WRITTEN REQUEST. Please rewrite the part of the records that opens with the line containing "the woman's bare" and closes with the line containing "the meadow, indicate", swapping "spot" for "point" and leaving all else unchanged.

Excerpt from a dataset
========

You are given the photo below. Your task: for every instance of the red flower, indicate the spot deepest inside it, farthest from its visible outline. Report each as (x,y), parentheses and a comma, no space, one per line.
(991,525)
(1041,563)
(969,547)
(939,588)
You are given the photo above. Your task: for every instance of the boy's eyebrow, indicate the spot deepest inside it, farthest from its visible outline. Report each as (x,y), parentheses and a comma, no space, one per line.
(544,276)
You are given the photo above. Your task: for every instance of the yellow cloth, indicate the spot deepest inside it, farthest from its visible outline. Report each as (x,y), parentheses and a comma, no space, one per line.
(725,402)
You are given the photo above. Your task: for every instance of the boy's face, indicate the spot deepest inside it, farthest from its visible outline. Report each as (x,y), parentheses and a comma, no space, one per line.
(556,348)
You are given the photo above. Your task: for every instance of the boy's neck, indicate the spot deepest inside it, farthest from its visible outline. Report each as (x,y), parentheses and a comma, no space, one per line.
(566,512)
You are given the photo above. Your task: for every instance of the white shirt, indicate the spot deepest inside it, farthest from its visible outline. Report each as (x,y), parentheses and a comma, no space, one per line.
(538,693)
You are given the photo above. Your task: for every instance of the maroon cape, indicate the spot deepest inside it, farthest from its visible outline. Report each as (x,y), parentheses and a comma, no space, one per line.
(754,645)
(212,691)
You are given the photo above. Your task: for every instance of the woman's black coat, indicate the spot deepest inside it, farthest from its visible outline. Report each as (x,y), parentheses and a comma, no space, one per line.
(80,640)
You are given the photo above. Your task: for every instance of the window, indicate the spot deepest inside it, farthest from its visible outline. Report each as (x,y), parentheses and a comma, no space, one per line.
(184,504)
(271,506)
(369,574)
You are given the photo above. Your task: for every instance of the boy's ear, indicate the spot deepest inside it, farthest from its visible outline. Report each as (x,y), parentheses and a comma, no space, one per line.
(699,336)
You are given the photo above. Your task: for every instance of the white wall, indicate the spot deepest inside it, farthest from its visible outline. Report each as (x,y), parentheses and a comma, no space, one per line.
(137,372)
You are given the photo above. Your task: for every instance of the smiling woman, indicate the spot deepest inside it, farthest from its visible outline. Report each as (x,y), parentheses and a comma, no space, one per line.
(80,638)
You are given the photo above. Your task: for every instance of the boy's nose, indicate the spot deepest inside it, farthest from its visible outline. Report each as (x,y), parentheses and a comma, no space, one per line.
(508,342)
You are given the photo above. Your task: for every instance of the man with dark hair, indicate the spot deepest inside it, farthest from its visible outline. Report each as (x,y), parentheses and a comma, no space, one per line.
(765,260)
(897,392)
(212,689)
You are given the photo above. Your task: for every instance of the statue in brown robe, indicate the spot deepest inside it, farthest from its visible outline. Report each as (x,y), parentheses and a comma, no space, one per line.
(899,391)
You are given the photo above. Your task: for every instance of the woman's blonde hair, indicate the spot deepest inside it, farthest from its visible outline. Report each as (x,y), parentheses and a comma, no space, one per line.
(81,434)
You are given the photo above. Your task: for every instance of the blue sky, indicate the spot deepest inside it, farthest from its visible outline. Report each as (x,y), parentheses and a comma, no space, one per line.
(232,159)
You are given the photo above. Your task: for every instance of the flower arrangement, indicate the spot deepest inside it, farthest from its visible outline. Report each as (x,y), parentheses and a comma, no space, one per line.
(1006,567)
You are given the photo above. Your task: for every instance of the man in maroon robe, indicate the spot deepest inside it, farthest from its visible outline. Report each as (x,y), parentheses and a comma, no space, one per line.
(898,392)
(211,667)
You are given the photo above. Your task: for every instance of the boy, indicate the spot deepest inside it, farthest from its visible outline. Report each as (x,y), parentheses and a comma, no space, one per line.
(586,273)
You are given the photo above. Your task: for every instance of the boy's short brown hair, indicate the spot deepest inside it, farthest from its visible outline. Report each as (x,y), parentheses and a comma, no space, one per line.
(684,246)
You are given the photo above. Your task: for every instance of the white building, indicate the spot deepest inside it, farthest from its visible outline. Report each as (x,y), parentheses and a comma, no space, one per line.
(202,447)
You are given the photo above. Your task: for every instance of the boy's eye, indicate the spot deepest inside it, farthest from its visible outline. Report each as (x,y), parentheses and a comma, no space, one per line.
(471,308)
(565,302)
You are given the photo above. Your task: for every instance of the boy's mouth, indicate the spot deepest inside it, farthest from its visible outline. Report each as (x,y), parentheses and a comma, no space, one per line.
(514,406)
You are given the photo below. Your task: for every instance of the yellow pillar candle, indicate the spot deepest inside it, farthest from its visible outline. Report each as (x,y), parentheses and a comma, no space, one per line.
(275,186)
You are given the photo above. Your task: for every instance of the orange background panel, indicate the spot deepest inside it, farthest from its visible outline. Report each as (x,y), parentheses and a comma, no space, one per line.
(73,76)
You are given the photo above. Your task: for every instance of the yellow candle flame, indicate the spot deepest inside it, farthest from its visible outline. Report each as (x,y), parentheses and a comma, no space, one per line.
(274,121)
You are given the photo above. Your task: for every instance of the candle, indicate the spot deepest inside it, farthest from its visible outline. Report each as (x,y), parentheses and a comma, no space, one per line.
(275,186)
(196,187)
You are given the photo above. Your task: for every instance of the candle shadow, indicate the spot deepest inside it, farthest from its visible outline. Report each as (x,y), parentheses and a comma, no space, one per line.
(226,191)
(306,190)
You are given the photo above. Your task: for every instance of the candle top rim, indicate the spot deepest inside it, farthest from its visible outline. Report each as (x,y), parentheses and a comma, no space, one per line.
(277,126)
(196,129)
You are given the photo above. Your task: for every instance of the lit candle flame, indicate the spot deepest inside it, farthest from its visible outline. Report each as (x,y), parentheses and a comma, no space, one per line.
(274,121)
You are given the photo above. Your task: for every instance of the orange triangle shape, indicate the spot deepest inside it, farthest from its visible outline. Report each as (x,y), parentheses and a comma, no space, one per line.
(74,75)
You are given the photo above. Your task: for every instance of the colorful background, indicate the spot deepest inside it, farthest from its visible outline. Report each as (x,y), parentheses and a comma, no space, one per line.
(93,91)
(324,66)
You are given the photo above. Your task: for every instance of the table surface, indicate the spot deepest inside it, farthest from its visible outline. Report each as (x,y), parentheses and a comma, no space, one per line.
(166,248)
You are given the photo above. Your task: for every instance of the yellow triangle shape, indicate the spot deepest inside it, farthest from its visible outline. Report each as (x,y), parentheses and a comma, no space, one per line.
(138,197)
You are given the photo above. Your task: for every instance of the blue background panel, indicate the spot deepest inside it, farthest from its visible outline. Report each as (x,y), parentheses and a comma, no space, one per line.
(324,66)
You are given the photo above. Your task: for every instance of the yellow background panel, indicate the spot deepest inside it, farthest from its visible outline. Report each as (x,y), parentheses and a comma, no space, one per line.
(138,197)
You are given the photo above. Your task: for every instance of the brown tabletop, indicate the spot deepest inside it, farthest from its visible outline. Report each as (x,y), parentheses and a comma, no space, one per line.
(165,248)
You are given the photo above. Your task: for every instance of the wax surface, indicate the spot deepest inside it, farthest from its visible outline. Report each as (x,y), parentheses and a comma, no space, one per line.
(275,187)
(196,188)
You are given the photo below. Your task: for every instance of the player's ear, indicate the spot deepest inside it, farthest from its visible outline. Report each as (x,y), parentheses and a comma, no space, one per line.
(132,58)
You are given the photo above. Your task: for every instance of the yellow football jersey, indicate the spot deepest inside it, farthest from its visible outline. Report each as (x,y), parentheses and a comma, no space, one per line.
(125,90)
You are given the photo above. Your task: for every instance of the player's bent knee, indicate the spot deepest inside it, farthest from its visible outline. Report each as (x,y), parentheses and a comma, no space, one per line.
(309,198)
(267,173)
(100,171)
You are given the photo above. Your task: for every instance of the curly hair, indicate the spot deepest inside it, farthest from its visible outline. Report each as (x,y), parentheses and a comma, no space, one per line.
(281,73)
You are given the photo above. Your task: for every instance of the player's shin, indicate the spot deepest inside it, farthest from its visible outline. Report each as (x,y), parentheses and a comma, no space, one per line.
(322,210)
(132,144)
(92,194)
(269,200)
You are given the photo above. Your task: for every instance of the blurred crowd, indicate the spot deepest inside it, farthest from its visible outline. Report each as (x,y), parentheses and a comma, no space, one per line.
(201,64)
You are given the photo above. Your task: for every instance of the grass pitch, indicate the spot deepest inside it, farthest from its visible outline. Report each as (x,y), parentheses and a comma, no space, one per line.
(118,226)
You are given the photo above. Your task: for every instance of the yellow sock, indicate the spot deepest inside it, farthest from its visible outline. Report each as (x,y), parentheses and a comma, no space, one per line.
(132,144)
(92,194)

========

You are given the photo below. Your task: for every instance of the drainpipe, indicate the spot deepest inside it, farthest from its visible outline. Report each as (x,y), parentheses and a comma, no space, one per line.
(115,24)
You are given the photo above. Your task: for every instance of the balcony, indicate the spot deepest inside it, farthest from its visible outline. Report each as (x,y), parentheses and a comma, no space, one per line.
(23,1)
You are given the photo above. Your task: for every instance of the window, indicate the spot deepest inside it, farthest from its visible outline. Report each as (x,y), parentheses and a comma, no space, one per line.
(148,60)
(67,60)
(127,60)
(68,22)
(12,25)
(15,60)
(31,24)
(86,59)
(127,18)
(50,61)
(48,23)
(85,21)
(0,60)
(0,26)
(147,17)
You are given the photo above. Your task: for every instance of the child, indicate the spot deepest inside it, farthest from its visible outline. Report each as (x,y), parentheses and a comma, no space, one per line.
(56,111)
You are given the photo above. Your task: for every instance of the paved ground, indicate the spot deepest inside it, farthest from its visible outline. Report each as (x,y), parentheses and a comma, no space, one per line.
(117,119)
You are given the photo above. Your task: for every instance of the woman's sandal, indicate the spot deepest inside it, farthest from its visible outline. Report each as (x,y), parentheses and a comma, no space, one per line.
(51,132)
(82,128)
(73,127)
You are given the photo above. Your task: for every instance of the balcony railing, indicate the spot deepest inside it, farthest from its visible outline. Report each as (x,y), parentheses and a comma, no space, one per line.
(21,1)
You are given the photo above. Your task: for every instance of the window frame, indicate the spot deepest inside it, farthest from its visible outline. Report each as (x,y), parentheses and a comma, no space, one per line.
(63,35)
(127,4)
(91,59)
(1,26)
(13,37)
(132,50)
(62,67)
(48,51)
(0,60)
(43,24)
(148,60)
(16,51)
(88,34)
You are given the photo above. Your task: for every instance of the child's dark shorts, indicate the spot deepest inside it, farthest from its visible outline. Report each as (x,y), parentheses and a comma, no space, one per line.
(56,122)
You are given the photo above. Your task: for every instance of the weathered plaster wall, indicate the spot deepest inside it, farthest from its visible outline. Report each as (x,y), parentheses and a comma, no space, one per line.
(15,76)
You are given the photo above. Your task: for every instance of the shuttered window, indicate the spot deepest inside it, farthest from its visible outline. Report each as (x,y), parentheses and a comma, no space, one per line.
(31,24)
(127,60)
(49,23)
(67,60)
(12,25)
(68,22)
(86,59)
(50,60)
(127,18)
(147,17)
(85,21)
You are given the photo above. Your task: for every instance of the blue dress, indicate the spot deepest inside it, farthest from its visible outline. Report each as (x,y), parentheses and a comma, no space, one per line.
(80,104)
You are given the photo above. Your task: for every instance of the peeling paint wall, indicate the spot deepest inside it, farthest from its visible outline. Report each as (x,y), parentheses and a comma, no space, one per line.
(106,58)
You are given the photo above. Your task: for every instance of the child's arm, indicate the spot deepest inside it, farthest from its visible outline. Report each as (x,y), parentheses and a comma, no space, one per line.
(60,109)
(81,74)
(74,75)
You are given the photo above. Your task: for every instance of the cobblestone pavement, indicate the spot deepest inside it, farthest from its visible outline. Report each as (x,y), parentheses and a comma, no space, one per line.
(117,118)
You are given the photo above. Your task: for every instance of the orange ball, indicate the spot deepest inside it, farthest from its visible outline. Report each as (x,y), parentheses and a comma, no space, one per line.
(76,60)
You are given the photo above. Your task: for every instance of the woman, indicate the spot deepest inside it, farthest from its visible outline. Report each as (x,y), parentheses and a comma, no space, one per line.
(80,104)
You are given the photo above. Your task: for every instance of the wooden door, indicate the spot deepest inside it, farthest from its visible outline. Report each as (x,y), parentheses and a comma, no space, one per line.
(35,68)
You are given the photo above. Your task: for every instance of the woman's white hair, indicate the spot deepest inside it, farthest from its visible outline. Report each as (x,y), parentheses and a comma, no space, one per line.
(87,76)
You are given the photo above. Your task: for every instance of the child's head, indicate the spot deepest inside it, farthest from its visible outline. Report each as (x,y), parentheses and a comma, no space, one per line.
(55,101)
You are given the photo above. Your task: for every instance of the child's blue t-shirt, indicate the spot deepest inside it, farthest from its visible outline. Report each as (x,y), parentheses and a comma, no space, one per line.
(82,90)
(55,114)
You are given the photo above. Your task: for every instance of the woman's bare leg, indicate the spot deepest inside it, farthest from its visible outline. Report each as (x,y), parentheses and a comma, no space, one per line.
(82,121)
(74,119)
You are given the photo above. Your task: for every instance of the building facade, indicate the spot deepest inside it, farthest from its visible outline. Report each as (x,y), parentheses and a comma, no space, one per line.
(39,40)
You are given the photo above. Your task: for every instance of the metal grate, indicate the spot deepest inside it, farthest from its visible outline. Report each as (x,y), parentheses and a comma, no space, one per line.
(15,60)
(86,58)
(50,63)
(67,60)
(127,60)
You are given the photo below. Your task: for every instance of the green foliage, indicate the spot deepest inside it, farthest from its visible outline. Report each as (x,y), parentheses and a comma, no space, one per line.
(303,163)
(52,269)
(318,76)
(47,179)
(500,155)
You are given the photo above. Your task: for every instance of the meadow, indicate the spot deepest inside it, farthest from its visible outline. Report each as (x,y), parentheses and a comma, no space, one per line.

========

EXERCISE OUTPUT.
You are given the photo above. Your task: for every instance of the woman's bare leg, indicate the point deepest inside it, farthest from its visible outline. Report each as (x,y), parentheses and a comma, no space, one per line.
(82,121)
(74,119)
You are given the photo above. Your task: for every instance of the building facade, indicate the point deepest inside it, farthest from its visible outline. Report each as (x,y), parentheses and a comma, no space, one per line.
(39,40)
You are given the photo above. Your task: for every instance of the metal grate, indicate the point deepest inside it, farthest from its visible outline. Report each as (x,y), parentheses and a comma, no space, one per line.
(15,60)
(86,58)
(50,63)
(67,60)
(127,60)
You are given the photo below. Your task: for every instance of the green foliage, indicate the point deepest inside it, farthest from its visible outline. Report each as (x,y), parentheses and a comma, no space, one per line.
(303,163)
(52,269)
(318,76)
(47,179)
(500,155)
You are given the photo above. Your task: for every instance of the meadow, indicate the point deepest inside it, farthest from its visible outline. Report each as (x,y), parentheses and a comma, no space, one per line.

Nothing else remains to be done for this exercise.